• [Activities]
[1] Answer these questions from the text on the abortion debate, one answer per line, marked (a), (b), (c) to match:
(a) Since when have pro-lifers seemed more reasonable in tone and substance?
(b) What did the U.S. Senate bill not prohibit?
(c) Why are the numbers of Catholics growing substantially?
[2] For each statement, say yes or no on whether it agrees with the text on the abortion debate, and quote the words from the text that decide it.
(a) The voices of the pro-life movement are described as older.
(b) The bishops of the U.S. Roman Catholic Church called the Senate bill morally unacceptable.
(c) The proposed health-care reforms are compared to a match dropped on dry kindling.
[3] Return the part of the text on the abortion debate between "The U.S. Senate" and "are growing substantially.", inclusive.

(Text passage)

"Also, the voices of the pro-life movement are younger, there are many younger women heading the movement, and their arguments go to both the well-being of the mother and unborn child. By contrast, the abortion-rights movement has been highly visible in opposition to very popular measures, including bans on intact dilation and partial birth abortions, parental involvement, enhanced informed-consent provisions for women seeking abortions, and the like. I think since the late 1990s, pro-lifers have seemed more reasonable in tone and substance."
The proposed health-care reforms were a match dropped on dry kindling.
The U.S. Senate bill, which did not prohibit public funding of abortions, brought the down the wrath of the bishops of the U.S. Roman Catholic Church, who called it (and the subsequently Stupak-amended legislation) morally unacceptable. Because of the sharp rise in the country's Hispanic population, the numbers of Catholics are growing substantially.

(End Text passage)
(Extracted material)

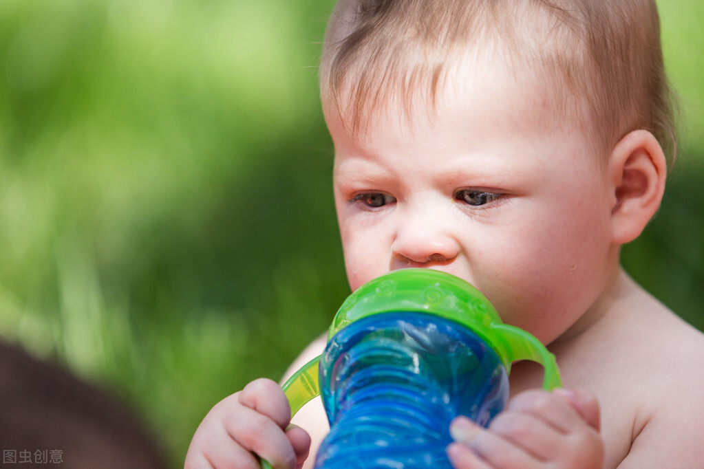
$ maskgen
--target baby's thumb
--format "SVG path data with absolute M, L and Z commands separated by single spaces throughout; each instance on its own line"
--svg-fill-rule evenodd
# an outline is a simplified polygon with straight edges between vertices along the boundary
M 584 390 L 556 389 L 555 394 L 565 399 L 596 431 L 601 428 L 599 401 L 591 392 Z

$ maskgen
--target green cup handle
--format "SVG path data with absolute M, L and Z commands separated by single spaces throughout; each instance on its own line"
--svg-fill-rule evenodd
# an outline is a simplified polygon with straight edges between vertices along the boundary
M 320 395 L 318 369 L 320 361 L 318 355 L 294 373 L 282 387 L 291 404 L 291 417 L 308 401 Z
M 291 416 L 301 410 L 307 402 L 320 395 L 320 384 L 318 380 L 318 364 L 320 361 L 318 355 L 308 361 L 294 375 L 287 380 L 282 389 L 289 399 L 291 406 Z M 262 469 L 272 469 L 269 461 L 260 460 Z
M 551 391 L 562 387 L 562 381 L 555 355 L 551 354 L 536 337 L 522 329 L 508 324 L 491 326 L 492 346 L 499 356 L 503 357 L 506 371 L 510 373 L 514 361 L 530 360 L 543 366 L 543 389 Z

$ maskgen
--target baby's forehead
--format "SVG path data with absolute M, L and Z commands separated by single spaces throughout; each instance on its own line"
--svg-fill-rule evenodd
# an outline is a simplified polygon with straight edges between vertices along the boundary
M 341 103 L 324 96 L 326 115 L 329 120 L 334 115 L 351 136 L 363 139 L 370 128 L 378 127 L 381 122 L 396 120 L 411 127 L 414 122 L 447 122 L 441 116 L 451 115 L 458 121 L 480 116 L 496 120 L 492 123 L 507 131 L 527 127 L 533 131 L 541 127 L 547 130 L 556 121 L 565 127 L 589 123 L 584 103 L 560 86 L 557 79 L 504 51 L 470 51 L 446 60 L 445 65 L 432 84 L 422 79 L 389 82 L 377 91 L 373 100 L 361 105 L 355 103 L 351 93 Z M 408 76 L 414 73 L 417 72 L 407 72 Z M 491 113 L 482 113 L 490 108 Z

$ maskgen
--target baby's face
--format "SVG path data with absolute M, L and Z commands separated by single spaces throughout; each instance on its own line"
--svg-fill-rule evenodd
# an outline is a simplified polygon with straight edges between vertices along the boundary
M 396 269 L 449 272 L 547 343 L 612 273 L 614 195 L 549 90 L 484 70 L 448 82 L 432 118 L 391 110 L 358 138 L 327 108 L 347 275 L 354 290 Z

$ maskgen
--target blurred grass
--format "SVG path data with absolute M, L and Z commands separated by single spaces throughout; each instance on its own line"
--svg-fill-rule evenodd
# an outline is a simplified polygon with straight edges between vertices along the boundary
M 332 4 L 0 2 L 0 336 L 117 392 L 174 467 L 348 293 L 315 68 Z M 704 4 L 660 4 L 686 127 L 624 264 L 704 328 Z

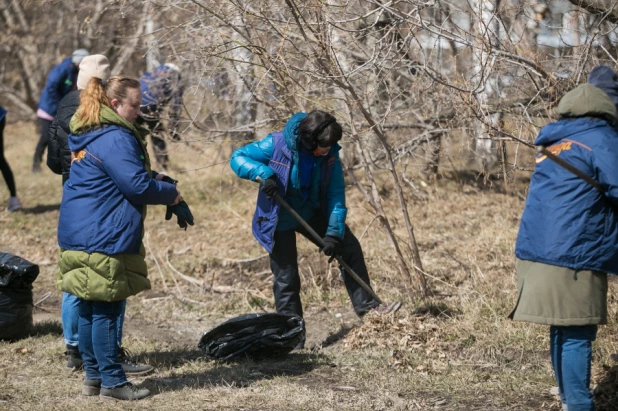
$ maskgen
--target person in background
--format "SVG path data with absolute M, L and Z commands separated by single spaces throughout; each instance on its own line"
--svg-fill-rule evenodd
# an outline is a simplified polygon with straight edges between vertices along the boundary
M 91 78 L 71 119 L 73 163 L 58 221 L 61 291 L 79 298 L 79 352 L 83 395 L 139 400 L 147 389 L 131 384 L 118 361 L 126 298 L 150 289 L 142 244 L 147 204 L 182 201 L 174 184 L 150 169 L 147 131 L 135 125 L 140 83 Z
M 564 95 L 558 114 L 535 145 L 598 187 L 537 155 L 515 245 L 519 295 L 510 318 L 549 326 L 563 409 L 594 410 L 592 342 L 607 323 L 607 274 L 618 274 L 618 115 L 609 96 L 588 83 Z
M 41 172 L 41 162 L 43 161 L 43 154 L 45 153 L 49 138 L 49 126 L 54 120 L 60 100 L 69 94 L 71 90 L 75 90 L 79 63 L 89 54 L 86 49 L 75 50 L 71 57 L 62 60 L 62 63 L 54 67 L 47 76 L 47 82 L 41 93 L 39 107 L 36 112 L 39 118 L 41 134 L 32 160 L 33 173 Z
M 0 171 L 2 171 L 2 177 L 9 188 L 9 204 L 6 206 L 6 211 L 17 211 L 21 208 L 21 201 L 17 198 L 17 189 L 15 188 L 15 178 L 9 163 L 4 157 L 4 126 L 6 125 L 6 110 L 0 106 Z
M 270 254 L 277 312 L 302 317 L 296 233 L 310 241 L 311 235 L 273 198 L 278 193 L 321 236 L 327 256 L 343 260 L 369 284 L 369 274 L 360 243 L 345 224 L 345 184 L 339 160 L 341 125 L 324 111 L 296 113 L 282 132 L 232 153 L 230 166 L 236 175 L 262 180 L 253 218 L 253 233 Z M 343 280 L 356 314 L 371 309 L 387 312 L 344 269 Z M 393 307 L 394 308 L 394 307 Z M 298 348 L 302 348 L 302 345 Z
M 142 115 L 137 121 L 150 130 L 157 162 L 167 170 L 169 156 L 161 120 L 167 108 L 168 129 L 172 139 L 178 140 L 178 121 L 184 95 L 180 68 L 172 63 L 163 64 L 152 72 L 144 73 L 139 81 L 142 89 Z
M 56 174 L 62 174 L 62 184 L 69 179 L 71 167 L 71 150 L 69 149 L 69 123 L 79 107 L 79 96 L 91 78 L 106 81 L 110 77 L 109 61 L 102 54 L 93 54 L 83 58 L 79 64 L 77 90 L 64 96 L 58 105 L 56 117 L 49 127 L 49 148 L 47 166 Z M 62 293 L 62 331 L 66 345 L 67 367 L 79 369 L 83 361 L 78 347 L 79 298 L 69 293 Z M 143 375 L 151 372 L 153 367 L 136 363 L 128 350 L 122 347 L 122 326 L 124 307 L 118 326 L 118 360 L 127 375 Z

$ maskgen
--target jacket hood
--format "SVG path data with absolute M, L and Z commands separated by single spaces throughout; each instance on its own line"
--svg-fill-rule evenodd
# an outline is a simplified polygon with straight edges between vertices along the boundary
M 608 66 L 597 66 L 588 75 L 588 83 L 600 88 L 618 107 L 618 76 Z
M 71 151 L 81 150 L 86 147 L 88 143 L 105 134 L 107 132 L 106 129 L 109 128 L 106 126 L 126 128 L 135 136 L 139 144 L 142 146 L 142 150 L 144 150 L 146 170 L 150 173 L 150 158 L 148 157 L 148 150 L 146 148 L 146 136 L 149 134 L 147 129 L 138 124 L 129 123 L 124 117 L 119 116 L 118 113 L 104 104 L 101 105 L 101 112 L 99 114 L 101 124 L 95 128 L 89 124 L 82 124 L 77 119 L 77 113 L 79 113 L 79 109 L 71 118 L 70 123 L 71 134 L 69 134 L 69 149 Z
M 300 122 L 307 117 L 307 113 L 298 112 L 294 114 L 283 129 L 283 137 L 285 138 L 285 144 L 288 146 L 294 156 L 298 155 L 298 126 Z M 341 150 L 339 144 L 333 144 L 329 153 L 333 154 Z
M 114 130 L 117 130 L 116 127 L 102 126 L 91 129 L 84 134 L 69 134 L 69 150 L 72 152 L 79 151 L 94 140 Z
M 562 97 L 558 104 L 562 117 L 598 117 L 616 121 L 616 107 L 607 94 L 589 83 L 580 84 Z
M 303 119 L 307 117 L 307 113 L 299 112 L 294 114 L 283 129 L 283 137 L 285 138 L 285 144 L 288 146 L 292 153 L 298 152 L 298 126 Z

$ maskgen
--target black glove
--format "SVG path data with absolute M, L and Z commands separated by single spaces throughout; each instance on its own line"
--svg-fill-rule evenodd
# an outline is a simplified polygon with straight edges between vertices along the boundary
M 341 246 L 341 240 L 339 238 L 327 235 L 322 240 L 324 241 L 324 248 L 322 248 L 324 255 L 330 257 L 339 253 L 339 247 Z
M 187 224 L 193 225 L 193 214 L 191 214 L 191 210 L 184 200 L 175 206 L 167 206 L 165 219 L 171 220 L 172 214 L 176 214 L 178 226 L 184 228 L 185 231 L 187 231 Z
M 178 184 L 178 180 L 174 180 L 172 177 L 165 175 L 163 176 L 163 178 L 161 179 L 161 181 L 163 181 L 164 183 L 170 183 L 170 184 Z
M 274 178 L 267 178 L 262 183 L 262 192 L 266 194 L 266 197 L 270 200 L 277 194 L 277 189 L 279 186 L 277 185 L 277 181 Z

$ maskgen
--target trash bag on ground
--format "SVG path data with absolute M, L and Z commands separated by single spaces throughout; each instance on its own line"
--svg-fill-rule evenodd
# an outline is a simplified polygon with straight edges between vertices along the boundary
M 290 314 L 246 314 L 204 333 L 198 347 L 210 359 L 278 357 L 305 340 L 305 321 Z
M 32 329 L 32 283 L 39 266 L 0 253 L 0 340 L 27 336 Z

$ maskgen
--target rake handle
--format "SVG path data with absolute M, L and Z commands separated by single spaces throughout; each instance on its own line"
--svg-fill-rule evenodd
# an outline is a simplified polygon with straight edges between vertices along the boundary
M 256 178 L 257 182 L 261 183 L 262 179 L 260 177 Z M 283 198 L 281 198 L 281 196 L 277 193 L 275 193 L 274 195 L 275 200 L 277 200 L 279 202 L 279 204 L 281 204 L 281 206 L 283 208 L 285 208 L 290 214 L 292 214 L 292 217 L 294 217 L 294 219 L 296 221 L 298 221 L 298 223 L 303 226 L 303 228 L 305 230 L 307 230 L 309 232 L 309 234 L 311 234 L 311 236 L 313 237 L 313 239 L 315 240 L 316 243 L 318 243 L 318 245 L 321 248 L 324 248 L 324 246 L 326 244 L 324 244 L 324 240 L 322 239 L 322 237 L 320 237 L 318 235 L 318 233 L 315 232 L 315 230 L 313 228 L 311 228 L 311 226 L 296 212 L 296 210 L 294 210 L 288 203 L 287 201 L 285 201 Z M 352 270 L 352 267 L 350 267 L 348 265 L 348 263 L 346 263 L 345 261 L 343 261 L 343 258 L 340 255 L 336 255 L 335 259 L 337 260 L 337 262 L 339 263 L 339 265 L 341 265 L 344 270 L 350 274 L 350 276 L 354 279 L 354 281 L 356 281 L 358 283 L 358 285 L 360 285 L 361 287 L 363 287 L 363 289 L 365 291 L 367 291 L 369 293 L 369 295 L 371 295 L 380 305 L 384 305 L 384 302 L 382 301 L 382 299 L 380 299 L 380 297 L 378 297 L 378 295 L 375 293 L 375 291 L 373 291 L 373 289 L 371 287 L 369 287 L 369 285 L 363 281 L 362 278 L 360 278 L 358 276 L 358 274 L 356 274 L 354 272 L 354 270 Z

(End Extracted material)

• [Numbered responses]
[1]
(a) Since the late 1990s.
(b) Public funding of abortions.
(c) Because of the sharp rise in the country's Hispanic population.

[2]
(a) No: "the voices of the pro-life movement are younger"
(b) Yes: "who called it (and the subsequently Stupak-amended legislation) morally unacceptable"
(c) Yes: "The proposed health-care reforms were a match dropped on dry kindling."

[3]
The U.S. Senate bill, which did not prohibit public funding of abortions, brought the down the wrath of the bishops of the U.S. Roman Catholic Church, who called it (and the subsequently Stupak-amended legislation) morally unacceptable. Because of the sharp rise in the country's Hispanic population, the numbers of Catholics are growing substantially.